## Instructions for the task:
Output the following lines verbatim, each one unchanged.

(Dataset records)
>> Start
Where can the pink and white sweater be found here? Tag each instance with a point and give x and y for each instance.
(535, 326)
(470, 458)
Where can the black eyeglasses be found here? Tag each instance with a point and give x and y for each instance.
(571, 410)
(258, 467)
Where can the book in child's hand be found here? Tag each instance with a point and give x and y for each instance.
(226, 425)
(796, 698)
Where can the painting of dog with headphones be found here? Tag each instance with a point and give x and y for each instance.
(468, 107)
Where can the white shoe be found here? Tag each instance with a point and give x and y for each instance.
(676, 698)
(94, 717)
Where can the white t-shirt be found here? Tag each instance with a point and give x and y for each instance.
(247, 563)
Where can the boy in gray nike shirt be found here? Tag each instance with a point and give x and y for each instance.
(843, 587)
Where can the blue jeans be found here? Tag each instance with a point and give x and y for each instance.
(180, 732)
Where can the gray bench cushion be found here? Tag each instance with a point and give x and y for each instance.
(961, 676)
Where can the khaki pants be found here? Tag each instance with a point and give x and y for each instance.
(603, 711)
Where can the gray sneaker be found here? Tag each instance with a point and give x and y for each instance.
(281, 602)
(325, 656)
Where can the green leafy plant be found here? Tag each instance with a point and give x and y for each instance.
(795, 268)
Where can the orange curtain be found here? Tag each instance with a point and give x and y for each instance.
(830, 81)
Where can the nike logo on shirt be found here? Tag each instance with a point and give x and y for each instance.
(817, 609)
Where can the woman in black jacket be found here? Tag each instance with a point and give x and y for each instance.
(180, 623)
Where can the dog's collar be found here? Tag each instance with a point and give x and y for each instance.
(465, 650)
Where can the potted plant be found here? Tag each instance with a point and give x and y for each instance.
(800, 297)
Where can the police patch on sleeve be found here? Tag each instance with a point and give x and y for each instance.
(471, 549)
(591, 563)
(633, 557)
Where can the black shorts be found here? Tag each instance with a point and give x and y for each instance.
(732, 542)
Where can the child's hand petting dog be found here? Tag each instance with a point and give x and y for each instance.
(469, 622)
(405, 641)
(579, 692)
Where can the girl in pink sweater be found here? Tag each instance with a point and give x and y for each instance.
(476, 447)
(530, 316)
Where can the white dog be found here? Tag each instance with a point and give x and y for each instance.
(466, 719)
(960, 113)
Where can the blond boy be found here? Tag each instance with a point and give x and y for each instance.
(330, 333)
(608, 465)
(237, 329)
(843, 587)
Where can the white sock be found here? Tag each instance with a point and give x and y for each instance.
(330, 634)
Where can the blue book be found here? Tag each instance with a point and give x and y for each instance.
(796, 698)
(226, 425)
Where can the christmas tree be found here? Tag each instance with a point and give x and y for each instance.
>> End
## Output below:
Where can the pink and white sweater be found here? Tag each instance with a point and give x and y for each instance.
(535, 326)
(470, 458)
Where can the black eyeglasses be found here? Tag each instance with a point and give x and y for each instance.
(571, 410)
(258, 467)
Where can the book in child's hand be found here? Tag each instance with a point and give x and y for each instance.
(226, 425)
(796, 698)
Where can the painting of dog with headphones be found here? Tag each instance with a point and give x and y for each instance.
(468, 107)
Where can the white shoe be found here? Tag each instance with a point and give x and y for each instance.
(676, 698)
(94, 717)
Where can the white t-shirt be found here? Tag each instance with a point and give x and y for each instance.
(247, 563)
Where can the boy in gray nike shirt be found here? Tag each instance with a point and give x and y for each instance.
(843, 587)
Where can the blue jeans be found here? Tag each instance with a point and give x and y for each instance.
(180, 732)
Where can the gray bench cushion be found here? Tag each instance with a point and give x and y for each instance.
(961, 676)
Where can the khaki pants be found here? Tag each instance with a point and give x and y for each instance.
(603, 711)
Where can the gray sneaker be found here? Tag each instance with a point and give x and y for each instance.
(281, 602)
(325, 656)
Where can the green leafy plant be found here? Tag each instance with a point and give x and y for each instance.
(795, 268)
Where can the orange curtain be found here? Tag each instance with a point and give x and y for each instance.
(830, 81)
Where can the nike logo on shirt be found here? Tag each instance with a point and give x and y for each instance.
(817, 609)
Where can the woman in black jacket be found here? Tag each instance with a point and give x and y for each instance.
(180, 623)
Where can the dog's collar be found here? Tag each instance with a point and give x and y for each instance.
(465, 650)
Where can the potted plant be found here? Tag each instance with a point and give x and y for each instance.
(800, 297)
Where can the police patch on sleeve be found here? Tag each instance with a point and give x and y for each instance.
(471, 549)
(591, 563)
(633, 557)
Where can the black shorts be found here? Tag each instance with a point and give x and y for each instance.
(732, 542)
Where can the child's hand petting dog be found here? Tag each instance with a point and give x and y for each instance.
(469, 622)
(405, 641)
(579, 692)
Where can the girl in pink sweater be found here? Tag each instance with a point and give x and y for each instance.
(476, 447)
(530, 316)
Where can the white dog be found here? Tag each instance with a point and give x and y for each instance.
(466, 719)
(960, 113)
Where can the blond boy be found here? Tag each instance with a point and give x and y for each instance.
(330, 333)
(608, 465)
(237, 329)
(843, 587)
Where can the white sock be found here? Tag each instance with a point and give x and y for each instance.
(330, 634)
Where can the blue book be found here? Tag each instance with a point and give x and y for each instance.
(796, 698)
(226, 425)
Where can the christmas tree be found here? Tag each instance with a point and give x and y for each instance.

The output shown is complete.